** Input data follows **

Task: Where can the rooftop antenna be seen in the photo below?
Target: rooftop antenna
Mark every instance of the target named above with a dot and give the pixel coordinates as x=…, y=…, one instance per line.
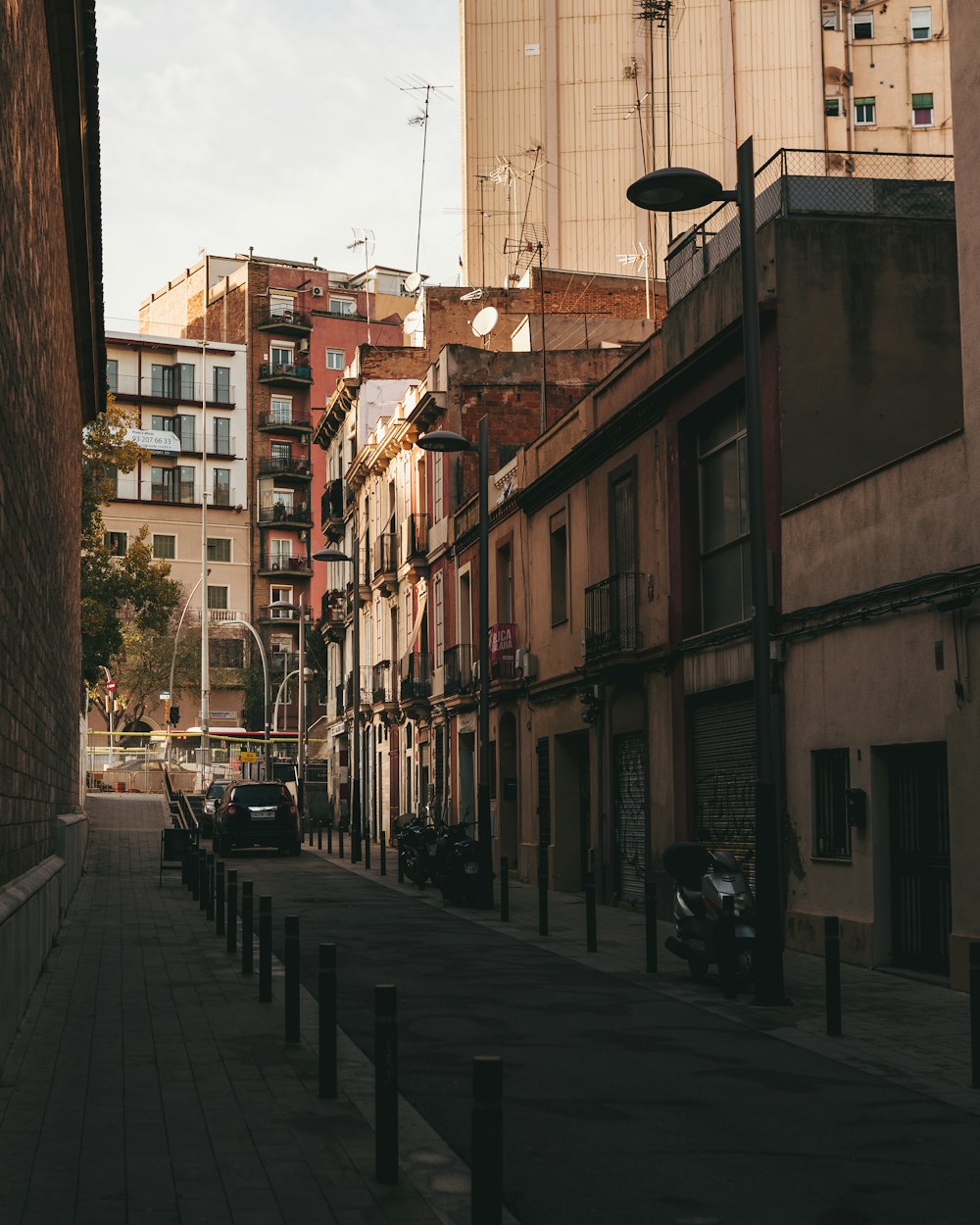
x=367, y=239
x=413, y=83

** End of Input data **

For the string "antenna", return every line of the data where it appears.

◆ Your solution
Task: Where can the rooftop antenna be seen in the photo below?
Target: rooftop antenna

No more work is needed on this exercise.